● Position annotation records:
Begin

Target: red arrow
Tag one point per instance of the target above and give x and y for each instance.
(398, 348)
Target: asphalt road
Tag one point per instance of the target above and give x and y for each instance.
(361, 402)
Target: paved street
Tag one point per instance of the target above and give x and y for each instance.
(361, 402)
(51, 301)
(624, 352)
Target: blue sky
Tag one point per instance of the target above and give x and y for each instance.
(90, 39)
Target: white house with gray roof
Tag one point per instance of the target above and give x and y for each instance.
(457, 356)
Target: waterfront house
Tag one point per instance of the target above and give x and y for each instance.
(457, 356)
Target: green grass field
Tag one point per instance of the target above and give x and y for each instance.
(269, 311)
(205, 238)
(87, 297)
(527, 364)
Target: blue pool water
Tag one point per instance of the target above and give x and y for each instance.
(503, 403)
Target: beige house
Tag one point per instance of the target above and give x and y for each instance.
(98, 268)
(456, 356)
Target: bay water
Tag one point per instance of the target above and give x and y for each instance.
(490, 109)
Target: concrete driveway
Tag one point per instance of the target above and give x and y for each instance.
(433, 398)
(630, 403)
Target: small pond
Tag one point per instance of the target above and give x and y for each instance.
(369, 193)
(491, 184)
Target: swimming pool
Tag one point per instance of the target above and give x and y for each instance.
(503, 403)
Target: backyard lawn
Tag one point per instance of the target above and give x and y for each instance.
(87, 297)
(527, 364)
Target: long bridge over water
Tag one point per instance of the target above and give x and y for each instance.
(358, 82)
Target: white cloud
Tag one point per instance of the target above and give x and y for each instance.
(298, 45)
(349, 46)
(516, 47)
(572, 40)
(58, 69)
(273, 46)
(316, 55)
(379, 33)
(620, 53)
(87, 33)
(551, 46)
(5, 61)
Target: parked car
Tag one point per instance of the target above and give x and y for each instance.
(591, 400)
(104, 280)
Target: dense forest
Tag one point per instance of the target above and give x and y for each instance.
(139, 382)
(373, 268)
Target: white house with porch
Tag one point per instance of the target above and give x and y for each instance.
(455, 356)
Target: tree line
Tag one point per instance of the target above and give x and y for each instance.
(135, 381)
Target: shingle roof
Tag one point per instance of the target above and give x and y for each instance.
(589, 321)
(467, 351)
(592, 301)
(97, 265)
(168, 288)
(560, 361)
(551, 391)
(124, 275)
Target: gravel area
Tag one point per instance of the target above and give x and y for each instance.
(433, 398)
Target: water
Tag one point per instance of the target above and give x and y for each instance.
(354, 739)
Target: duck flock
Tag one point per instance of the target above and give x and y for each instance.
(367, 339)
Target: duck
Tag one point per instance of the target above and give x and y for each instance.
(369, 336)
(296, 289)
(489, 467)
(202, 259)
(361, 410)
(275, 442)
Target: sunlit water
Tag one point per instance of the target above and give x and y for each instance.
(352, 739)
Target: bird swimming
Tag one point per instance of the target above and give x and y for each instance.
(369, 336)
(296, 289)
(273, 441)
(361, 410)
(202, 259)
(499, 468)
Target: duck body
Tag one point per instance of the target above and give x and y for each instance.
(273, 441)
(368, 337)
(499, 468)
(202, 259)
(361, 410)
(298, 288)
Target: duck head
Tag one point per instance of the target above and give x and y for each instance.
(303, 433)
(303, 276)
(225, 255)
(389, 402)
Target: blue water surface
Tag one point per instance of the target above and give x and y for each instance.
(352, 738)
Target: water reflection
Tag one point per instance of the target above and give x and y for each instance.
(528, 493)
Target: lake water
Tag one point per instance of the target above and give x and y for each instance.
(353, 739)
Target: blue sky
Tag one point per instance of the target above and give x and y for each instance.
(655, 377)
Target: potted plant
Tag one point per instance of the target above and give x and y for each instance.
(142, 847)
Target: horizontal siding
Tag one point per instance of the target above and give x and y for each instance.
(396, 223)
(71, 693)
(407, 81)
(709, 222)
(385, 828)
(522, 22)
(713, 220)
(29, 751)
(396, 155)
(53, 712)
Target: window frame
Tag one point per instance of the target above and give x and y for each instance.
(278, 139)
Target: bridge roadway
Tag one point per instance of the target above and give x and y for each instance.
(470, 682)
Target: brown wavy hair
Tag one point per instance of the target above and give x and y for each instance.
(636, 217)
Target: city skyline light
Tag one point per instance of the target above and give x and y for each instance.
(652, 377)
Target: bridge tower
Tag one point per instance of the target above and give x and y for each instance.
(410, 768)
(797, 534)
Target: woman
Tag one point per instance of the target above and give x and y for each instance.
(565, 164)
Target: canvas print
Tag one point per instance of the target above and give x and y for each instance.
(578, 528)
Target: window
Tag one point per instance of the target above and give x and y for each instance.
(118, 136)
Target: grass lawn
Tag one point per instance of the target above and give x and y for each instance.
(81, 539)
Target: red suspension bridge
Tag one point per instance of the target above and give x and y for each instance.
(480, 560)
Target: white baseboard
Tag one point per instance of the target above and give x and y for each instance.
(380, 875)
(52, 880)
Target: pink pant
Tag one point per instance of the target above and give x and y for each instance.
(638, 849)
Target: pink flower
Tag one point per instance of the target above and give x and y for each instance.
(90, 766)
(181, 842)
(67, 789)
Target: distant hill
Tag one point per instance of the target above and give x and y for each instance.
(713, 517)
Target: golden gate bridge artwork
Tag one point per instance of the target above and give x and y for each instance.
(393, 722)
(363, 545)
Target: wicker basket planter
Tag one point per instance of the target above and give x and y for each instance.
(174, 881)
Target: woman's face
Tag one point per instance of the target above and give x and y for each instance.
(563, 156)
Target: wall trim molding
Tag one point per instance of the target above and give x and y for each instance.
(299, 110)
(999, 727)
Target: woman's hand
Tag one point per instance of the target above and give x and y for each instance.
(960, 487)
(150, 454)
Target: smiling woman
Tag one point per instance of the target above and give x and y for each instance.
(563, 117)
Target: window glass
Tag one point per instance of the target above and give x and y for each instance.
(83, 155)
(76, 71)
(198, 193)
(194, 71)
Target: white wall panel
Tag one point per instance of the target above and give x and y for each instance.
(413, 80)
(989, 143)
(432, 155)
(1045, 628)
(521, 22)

End

● Given problem: Your task is to output the full set of records exactly as presented.

● Response below:
Target: red arrow
Tag one point per instance of the target above and give x and y for each instance.
(398, 348)
Target: asphalt road
Tag one point per instance of the target above and give x and y for each instance.
(361, 402)
Target: paved street
Tag one point per instance of the target above and give x and y for each instance.
(361, 402)
(51, 301)
(624, 352)
Target: blue sky
Tag one point per instance of the target above and give x and y for each instance.
(90, 39)
Target: white house with gray roof
Tag one point per instance of the target above and give x and y for each instance.
(457, 356)
Target: waterfront house
Tag one point per instance of the target above and give x and y for each instance.
(457, 356)
Target: green grass field
Tag one point per instance of the target above and give x and y for each instance.
(269, 311)
(205, 238)
(87, 297)
(527, 364)
Target: blue pool water
Tag one point per instance of the target above and give x and y for each instance.
(503, 403)
Target: beige house
Tag one point per instance of the target above and give x and y for each instance.
(98, 268)
(456, 356)
Target: bay water
Tag one point per instance of the target above and give x and y for each instance.
(490, 109)
Target: concrete driveway
Tag one point per instance of the target above and give x and y for each instance.
(433, 398)
(630, 403)
Target: small pond
Tag one point per instance of the target above and give x and y for each instance.
(369, 193)
(491, 184)
Target: swimming pool
Tag one point per instance of the target above and give x and y for each instance.
(503, 403)
Target: backyard lawn
Tag one point per instance of the target above and give x and y for each instance.
(87, 297)
(527, 364)
Target: long bridge over water
Tag one point per instance of the target above and give x and y for each instance.
(358, 82)
Target: white cloud
Tag one point per instance of the target above and give x and y for each instance.
(298, 45)
(349, 46)
(516, 47)
(572, 40)
(58, 69)
(273, 46)
(316, 55)
(379, 33)
(620, 53)
(87, 33)
(551, 46)
(5, 61)
Target: parked car
Tag one point per instance of the target above and give x and y for each instance.
(591, 400)
(104, 280)
Target: dense forest
Tag one point per instance of the target above and give x and y for each instance.
(139, 382)
(373, 268)
Target: white house with porch
Tag one point per instance of the target above and give x and y for each instance.
(455, 356)
Target: tree line
Tag one point per instance of the target above and give x and y for each instance.
(135, 381)
Target: shingle roof
Tag one point per instance of the target above and give x and y for each instance.
(589, 321)
(467, 351)
(592, 301)
(97, 265)
(168, 288)
(560, 361)
(551, 391)
(124, 275)
Target: gravel area
Tag one point per instance of the target above and give x and y for each instance.
(433, 398)
Target: water
Tag one point per instance of the target above and give x and y for each instance.
(354, 739)
Target: duck flock
Tag one point per instance of the target above and give x and y for each instance.
(367, 339)
Target: duck
Tag one point per instance of the target above and give x and y for each instance.
(369, 336)
(296, 289)
(489, 467)
(202, 259)
(361, 410)
(275, 442)
Target: sunlit water
Tag one point per instance of the target above and give x and y for each instance.
(352, 739)
Target: bird swimming
Tag one point per instance of the target above and give x and y for each instance.
(369, 336)
(296, 289)
(273, 441)
(361, 410)
(202, 259)
(499, 468)
Target: duck body
Tag one point per instance of the target above and give x and y for each instance.
(273, 441)
(368, 337)
(499, 468)
(202, 259)
(361, 410)
(298, 288)
Target: duck head
Tag one point per instance of the target above and give x and y for each instance.
(303, 433)
(303, 276)
(225, 255)
(389, 402)
Target: blue water surface
Tag one point per instance of the target above and give x and y for each instance.
(352, 738)
Target: water reflection
Tag one point per instance of the target above and give x and y for each instance.
(528, 493)
Target: lake water
Tag one point per instance of the target above and give x and y for each instance.
(353, 739)
Target: blue sky
Tag one point per instance of the target above and give x and y for each instance.
(655, 377)
Target: potted plant
Tag one point per instance of the target above and give x and y for each instance.
(142, 847)
Target: horizontal siding
Tag one point per instance of the target above and give x and y for each instance.
(396, 223)
(71, 693)
(407, 81)
(709, 222)
(385, 828)
(522, 22)
(713, 220)
(29, 751)
(396, 155)
(53, 712)
Target: window frame
Tag one point per instance of the target above and give x and y for each instance.
(278, 139)
Target: bridge roadway
Tag one point per instance of the target above and give x and y for each instance.
(470, 682)
Target: brown wavy hair
Tag one point per instance of the target above and give x and y for each instance.
(636, 217)
Target: city skyline light
Tag one point per instance of the target above and give x and y for each instance.
(652, 377)
Target: bridge tower
Tag one point per instance of the target above and give x and y for each instance.
(410, 768)
(797, 534)
Target: woman
Tag one point per instance of the target above and give x and y for each instance.
(565, 164)
Target: canvas print
Tag one point per instance of the target above and give x and y for each instance.
(578, 528)
Target: window
Tag one point per instance of the target above and give x and y for each instance.
(118, 136)
Target: grass lawn
Tag one point per instance of the target above and give x and y for each instance.
(81, 539)
Target: red suspension bridge
Tag one point per instance of the target above and give x and y for each instance.
(480, 560)
Target: white baseboard
Tag one point per instance of the target above and give x and y for each instance.
(380, 875)
(52, 880)
Target: pink pant
Tag one point per instance of the target above and give x and y for each instance.
(638, 849)
Target: pink flower
Tag one point per instance of the target above and give x and y for each instance.
(90, 766)
(181, 842)
(67, 789)
Target: distant hill
Tag one point per instance of the target above and give x and y for each instance.
(713, 517)
Target: golden gate bridge artwork
Tag one point per instance of the target above and give x and y for each instance.
(393, 722)
(363, 545)
Target: wicker basket planter
Tag one point per instance of the target above and give x and y for each instance.
(174, 881)
Target: woman's face
Tag one point per instance of the target above and give x and y for each instance.
(563, 156)
Target: wall trim molding
Tag one point per instance of the target above and give x and y for each instance.
(299, 110)
(999, 727)
Target: woman's hand
Tag one point per instance of the target above and give x and y for each instance.
(960, 487)
(150, 454)
Target: smiling woman
Tag one point per instance of the target above and give x and y for each instance.
(563, 117)
Target: window glass
Tag one point per instance of the target above and give x and y for each instance.
(83, 155)
(76, 71)
(198, 193)
(194, 71)
Target: white wall panel
Tag one point per instance of the target above and give x and y for each instance.
(413, 80)
(989, 143)
(432, 155)
(1045, 628)
(521, 22)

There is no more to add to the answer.